START Supplied data

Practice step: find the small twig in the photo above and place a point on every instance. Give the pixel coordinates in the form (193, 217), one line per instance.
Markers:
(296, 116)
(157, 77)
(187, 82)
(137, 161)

END Supplied data

* _Work order_:
Please give all the lines above again, exactly as they read.

* _Answer to the exercise_:
Practice step: find the small twig in the photo above and place a point on every instance. Give the pixel coordinates in the form (193, 217), one line per instance.
Markers:
(296, 116)
(157, 77)
(187, 82)
(137, 161)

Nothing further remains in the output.